# EXERCISE DIRECTIONS:
Would you please state how many lines in the entries contain the word "ceiling"? Only the number should be given.

# Saved entries:
........

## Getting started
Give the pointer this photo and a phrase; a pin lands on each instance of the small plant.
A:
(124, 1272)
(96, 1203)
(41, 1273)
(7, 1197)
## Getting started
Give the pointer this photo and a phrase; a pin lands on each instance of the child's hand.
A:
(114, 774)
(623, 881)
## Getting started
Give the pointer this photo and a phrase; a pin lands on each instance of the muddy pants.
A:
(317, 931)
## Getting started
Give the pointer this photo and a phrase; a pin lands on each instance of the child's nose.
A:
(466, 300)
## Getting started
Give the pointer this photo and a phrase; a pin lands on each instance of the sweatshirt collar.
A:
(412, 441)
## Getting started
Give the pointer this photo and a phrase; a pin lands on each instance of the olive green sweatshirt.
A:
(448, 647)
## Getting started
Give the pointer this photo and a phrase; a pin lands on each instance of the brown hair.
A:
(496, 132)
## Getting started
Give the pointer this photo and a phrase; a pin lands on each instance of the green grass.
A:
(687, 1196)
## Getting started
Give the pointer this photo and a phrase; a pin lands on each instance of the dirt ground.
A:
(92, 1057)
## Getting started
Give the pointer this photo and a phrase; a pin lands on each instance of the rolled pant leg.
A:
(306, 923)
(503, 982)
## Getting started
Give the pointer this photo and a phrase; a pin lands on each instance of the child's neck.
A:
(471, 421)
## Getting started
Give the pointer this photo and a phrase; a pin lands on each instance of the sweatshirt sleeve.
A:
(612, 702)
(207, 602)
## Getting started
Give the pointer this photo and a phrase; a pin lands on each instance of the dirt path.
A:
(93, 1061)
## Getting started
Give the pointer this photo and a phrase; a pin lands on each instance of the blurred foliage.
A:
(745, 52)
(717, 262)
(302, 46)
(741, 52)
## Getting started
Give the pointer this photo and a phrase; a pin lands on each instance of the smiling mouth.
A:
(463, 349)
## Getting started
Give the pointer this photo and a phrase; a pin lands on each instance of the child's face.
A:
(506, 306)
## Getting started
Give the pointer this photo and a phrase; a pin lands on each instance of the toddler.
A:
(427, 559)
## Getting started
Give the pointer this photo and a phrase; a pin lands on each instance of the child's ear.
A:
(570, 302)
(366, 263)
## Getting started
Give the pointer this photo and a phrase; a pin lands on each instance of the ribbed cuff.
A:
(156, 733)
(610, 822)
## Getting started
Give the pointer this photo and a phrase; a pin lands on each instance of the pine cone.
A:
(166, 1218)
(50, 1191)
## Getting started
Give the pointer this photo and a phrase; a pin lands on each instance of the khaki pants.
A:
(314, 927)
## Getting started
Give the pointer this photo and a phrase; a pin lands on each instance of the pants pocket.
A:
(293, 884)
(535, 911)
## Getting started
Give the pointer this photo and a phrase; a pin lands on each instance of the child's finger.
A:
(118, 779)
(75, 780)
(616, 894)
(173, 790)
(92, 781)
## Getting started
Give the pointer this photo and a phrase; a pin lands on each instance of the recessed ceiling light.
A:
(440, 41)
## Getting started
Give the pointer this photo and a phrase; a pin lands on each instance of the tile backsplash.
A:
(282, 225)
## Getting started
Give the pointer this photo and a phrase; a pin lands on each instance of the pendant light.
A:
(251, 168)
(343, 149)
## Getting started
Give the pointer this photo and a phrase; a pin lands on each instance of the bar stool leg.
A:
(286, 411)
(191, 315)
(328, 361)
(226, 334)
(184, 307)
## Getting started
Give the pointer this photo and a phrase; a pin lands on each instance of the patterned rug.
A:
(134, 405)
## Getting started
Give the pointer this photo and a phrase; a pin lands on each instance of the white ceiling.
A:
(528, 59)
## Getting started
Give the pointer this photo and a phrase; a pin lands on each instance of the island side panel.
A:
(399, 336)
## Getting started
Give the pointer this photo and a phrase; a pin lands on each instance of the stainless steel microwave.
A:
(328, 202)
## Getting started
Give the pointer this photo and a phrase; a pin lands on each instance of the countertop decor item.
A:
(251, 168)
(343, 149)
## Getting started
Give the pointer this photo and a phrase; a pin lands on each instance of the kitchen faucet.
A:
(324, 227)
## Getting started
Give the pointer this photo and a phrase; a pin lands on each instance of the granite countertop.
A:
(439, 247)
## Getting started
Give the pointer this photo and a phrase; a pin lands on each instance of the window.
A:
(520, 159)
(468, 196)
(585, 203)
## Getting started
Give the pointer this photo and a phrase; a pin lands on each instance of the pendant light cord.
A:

........

# EXERCISE ANSWER:
2